[RECORDS SUPPLIED]
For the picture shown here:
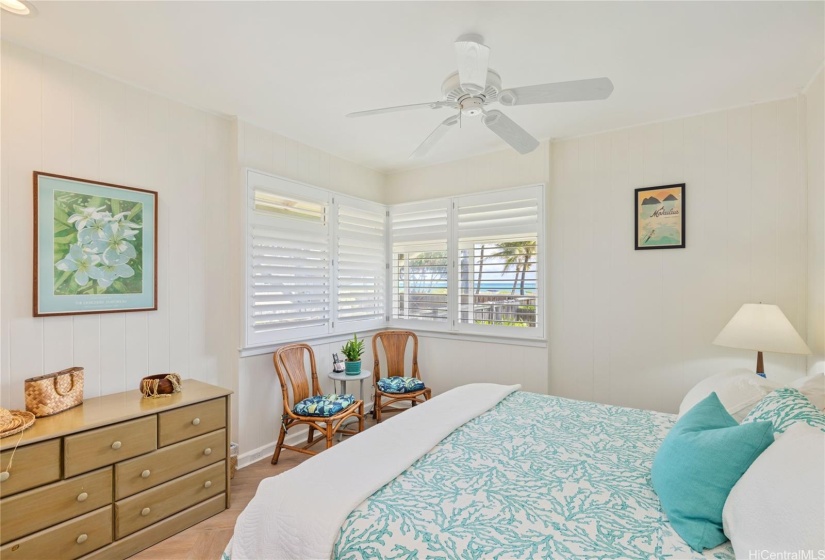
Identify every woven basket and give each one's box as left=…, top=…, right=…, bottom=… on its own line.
left=0, top=408, right=34, bottom=437
left=24, top=367, right=83, bottom=418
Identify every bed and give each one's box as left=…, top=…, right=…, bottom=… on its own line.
left=224, top=384, right=734, bottom=560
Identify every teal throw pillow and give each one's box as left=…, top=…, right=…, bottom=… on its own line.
left=651, top=393, right=773, bottom=552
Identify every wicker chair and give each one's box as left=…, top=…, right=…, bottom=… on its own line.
left=271, top=344, right=364, bottom=465
left=372, top=331, right=432, bottom=422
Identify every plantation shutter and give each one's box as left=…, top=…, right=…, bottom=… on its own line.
left=390, top=200, right=450, bottom=326
left=246, top=171, right=331, bottom=346
left=335, top=195, right=387, bottom=332
left=456, top=187, right=544, bottom=336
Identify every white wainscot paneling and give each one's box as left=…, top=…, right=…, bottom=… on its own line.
left=0, top=43, right=235, bottom=408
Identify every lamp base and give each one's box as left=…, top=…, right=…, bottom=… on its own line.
left=756, top=351, right=768, bottom=379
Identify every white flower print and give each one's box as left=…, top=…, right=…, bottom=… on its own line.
left=55, top=244, right=100, bottom=286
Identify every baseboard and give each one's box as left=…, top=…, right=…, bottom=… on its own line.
left=238, top=402, right=372, bottom=469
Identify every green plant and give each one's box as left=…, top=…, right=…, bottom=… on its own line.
left=341, top=334, right=364, bottom=362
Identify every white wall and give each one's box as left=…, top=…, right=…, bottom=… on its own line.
left=805, top=70, right=825, bottom=373
left=232, top=121, right=384, bottom=464
left=384, top=142, right=550, bottom=204
left=0, top=42, right=234, bottom=408
left=550, top=99, right=807, bottom=411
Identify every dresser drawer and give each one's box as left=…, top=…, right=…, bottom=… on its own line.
left=0, top=505, right=112, bottom=560
left=63, top=415, right=157, bottom=477
left=0, top=439, right=60, bottom=497
left=0, top=467, right=112, bottom=544
left=115, top=430, right=226, bottom=500
left=158, top=398, right=226, bottom=447
left=115, top=461, right=226, bottom=539
left=83, top=494, right=226, bottom=560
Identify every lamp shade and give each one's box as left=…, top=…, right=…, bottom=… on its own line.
left=713, top=303, right=811, bottom=354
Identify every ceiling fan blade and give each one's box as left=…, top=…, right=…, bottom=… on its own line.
left=455, top=34, right=490, bottom=94
left=410, top=114, right=460, bottom=159
left=347, top=101, right=458, bottom=117
left=482, top=110, right=539, bottom=154
left=498, top=78, right=613, bottom=106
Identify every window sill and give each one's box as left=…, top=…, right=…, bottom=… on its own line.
left=410, top=329, right=547, bottom=348
left=238, top=327, right=386, bottom=358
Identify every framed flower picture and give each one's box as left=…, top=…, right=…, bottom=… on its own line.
left=34, top=171, right=158, bottom=317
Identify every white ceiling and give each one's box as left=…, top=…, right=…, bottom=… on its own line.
left=0, top=0, right=825, bottom=171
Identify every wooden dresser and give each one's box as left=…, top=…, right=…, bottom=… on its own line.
left=0, top=379, right=231, bottom=560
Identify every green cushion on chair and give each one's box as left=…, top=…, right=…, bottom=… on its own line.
left=378, top=377, right=424, bottom=393
left=292, top=395, right=355, bottom=416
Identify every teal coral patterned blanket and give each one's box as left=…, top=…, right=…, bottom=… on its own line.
left=333, top=392, right=733, bottom=560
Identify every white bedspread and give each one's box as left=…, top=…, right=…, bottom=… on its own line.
left=228, top=383, right=520, bottom=560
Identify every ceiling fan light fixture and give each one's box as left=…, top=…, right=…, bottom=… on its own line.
left=498, top=89, right=518, bottom=107
left=461, top=97, right=484, bottom=117
left=0, top=0, right=37, bottom=17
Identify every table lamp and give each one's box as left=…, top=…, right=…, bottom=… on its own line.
left=713, top=303, right=811, bottom=377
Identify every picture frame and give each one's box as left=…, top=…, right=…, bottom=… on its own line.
left=633, top=183, right=686, bottom=251
left=32, top=171, right=158, bottom=317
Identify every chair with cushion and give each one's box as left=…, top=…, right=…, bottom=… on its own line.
left=372, top=331, right=432, bottom=422
left=272, top=344, right=364, bottom=465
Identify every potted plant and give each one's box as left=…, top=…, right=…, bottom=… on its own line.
left=341, top=334, right=364, bottom=375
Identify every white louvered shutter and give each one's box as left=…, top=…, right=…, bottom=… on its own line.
left=246, top=171, right=331, bottom=346
left=456, top=187, right=543, bottom=337
left=334, top=195, right=387, bottom=332
left=390, top=200, right=450, bottom=328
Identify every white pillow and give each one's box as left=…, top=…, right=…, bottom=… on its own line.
left=722, top=423, right=825, bottom=558
left=788, top=373, right=825, bottom=410
left=679, top=369, right=779, bottom=422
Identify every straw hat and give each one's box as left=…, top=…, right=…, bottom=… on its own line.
left=0, top=407, right=34, bottom=437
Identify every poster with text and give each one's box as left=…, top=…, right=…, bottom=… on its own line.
left=634, top=183, right=685, bottom=249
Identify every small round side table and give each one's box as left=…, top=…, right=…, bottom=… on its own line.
left=328, top=369, right=372, bottom=441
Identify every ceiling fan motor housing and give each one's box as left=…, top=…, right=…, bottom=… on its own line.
left=441, top=70, right=501, bottom=105
left=460, top=97, right=484, bottom=117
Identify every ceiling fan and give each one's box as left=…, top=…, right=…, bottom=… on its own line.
left=347, top=34, right=613, bottom=158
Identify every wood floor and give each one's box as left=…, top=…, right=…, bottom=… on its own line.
left=132, top=416, right=375, bottom=560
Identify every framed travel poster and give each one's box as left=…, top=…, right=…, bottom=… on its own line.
left=34, top=171, right=158, bottom=317
left=633, top=183, right=685, bottom=250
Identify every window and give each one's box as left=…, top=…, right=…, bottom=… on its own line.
left=334, top=199, right=387, bottom=330
left=244, top=170, right=544, bottom=348
left=246, top=173, right=331, bottom=346
left=390, top=200, right=451, bottom=328
left=456, top=188, right=541, bottom=336
left=390, top=186, right=544, bottom=338
left=245, top=170, right=387, bottom=347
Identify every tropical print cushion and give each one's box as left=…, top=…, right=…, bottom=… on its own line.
left=292, top=395, right=355, bottom=416
left=333, top=392, right=734, bottom=560
left=378, top=377, right=424, bottom=393
left=742, top=387, right=825, bottom=434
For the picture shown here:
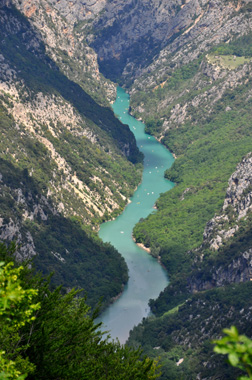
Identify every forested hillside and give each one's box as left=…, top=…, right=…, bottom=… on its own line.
left=90, top=0, right=252, bottom=379
left=0, top=2, right=142, bottom=306
left=0, top=0, right=252, bottom=380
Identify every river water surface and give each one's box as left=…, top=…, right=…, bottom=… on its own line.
left=97, top=87, right=174, bottom=344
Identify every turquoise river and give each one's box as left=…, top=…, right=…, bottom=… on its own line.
left=97, top=87, right=174, bottom=344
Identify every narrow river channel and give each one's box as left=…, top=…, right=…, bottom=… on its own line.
left=97, top=87, right=174, bottom=344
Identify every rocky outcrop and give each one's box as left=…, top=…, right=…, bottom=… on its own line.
left=188, top=249, right=252, bottom=293
left=93, top=0, right=251, bottom=84
left=8, top=0, right=116, bottom=105
left=204, top=153, right=252, bottom=250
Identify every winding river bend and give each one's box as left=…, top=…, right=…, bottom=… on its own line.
left=98, top=87, right=174, bottom=344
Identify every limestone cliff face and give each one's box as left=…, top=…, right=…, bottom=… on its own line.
left=204, top=153, right=252, bottom=250
left=0, top=1, right=140, bottom=262
left=93, top=0, right=251, bottom=83
left=9, top=0, right=116, bottom=104
left=188, top=153, right=252, bottom=293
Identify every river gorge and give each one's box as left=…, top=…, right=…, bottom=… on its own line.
left=98, top=87, right=174, bottom=343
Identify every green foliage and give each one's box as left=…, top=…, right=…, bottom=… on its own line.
left=24, top=289, right=160, bottom=380
left=0, top=244, right=40, bottom=380
left=127, top=282, right=252, bottom=380
left=211, top=33, right=252, bottom=58
left=213, top=326, right=252, bottom=380
left=0, top=245, right=158, bottom=380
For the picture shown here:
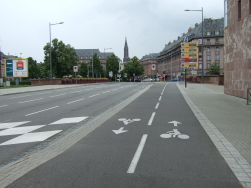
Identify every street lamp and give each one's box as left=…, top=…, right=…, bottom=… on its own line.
left=104, top=48, right=112, bottom=76
left=185, top=7, right=204, bottom=84
left=49, top=22, right=64, bottom=85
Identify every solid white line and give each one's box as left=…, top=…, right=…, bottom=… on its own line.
left=25, top=106, right=59, bottom=116
left=127, top=134, right=148, bottom=174
left=147, top=112, right=155, bottom=125
left=50, top=93, right=66, bottom=97
left=9, top=95, right=31, bottom=99
left=155, top=102, right=159, bottom=109
left=67, top=98, right=85, bottom=104
left=19, top=98, right=44, bottom=103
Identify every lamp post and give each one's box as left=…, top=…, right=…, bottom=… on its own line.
left=185, top=7, right=204, bottom=84
left=49, top=22, right=64, bottom=85
left=104, top=48, right=112, bottom=76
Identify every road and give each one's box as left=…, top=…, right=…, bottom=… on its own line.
left=0, top=83, right=242, bottom=188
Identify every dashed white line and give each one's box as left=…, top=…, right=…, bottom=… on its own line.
left=50, top=93, right=66, bottom=97
left=67, top=98, right=85, bottom=104
left=155, top=102, right=159, bottom=109
left=127, top=134, right=148, bottom=174
left=89, top=93, right=100, bottom=98
left=147, top=112, right=155, bottom=125
left=19, top=98, right=44, bottom=103
left=9, top=95, right=31, bottom=99
left=25, top=106, right=59, bottom=116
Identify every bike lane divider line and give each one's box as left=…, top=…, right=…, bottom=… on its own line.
left=155, top=102, right=159, bottom=109
left=127, top=134, right=148, bottom=174
left=25, top=106, right=59, bottom=116
left=147, top=112, right=155, bottom=125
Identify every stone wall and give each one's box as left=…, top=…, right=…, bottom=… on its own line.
left=224, top=0, right=251, bottom=98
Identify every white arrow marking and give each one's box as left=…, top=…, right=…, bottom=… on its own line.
left=168, top=121, right=182, bottom=127
left=112, top=127, right=128, bottom=134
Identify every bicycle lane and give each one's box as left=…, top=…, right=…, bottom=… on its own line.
left=5, top=84, right=241, bottom=188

[YOUR TASK]
Report every line of the records that contains the word "pillow", please.

[PROBLEM SOLUTION]
Identify every teal throw pillow and give each one's box as left=…, top=…, right=…, bottom=… on its own line.
Identify every white pillow and give each one's box as left=…, top=…, right=…, bottom=… on its own line.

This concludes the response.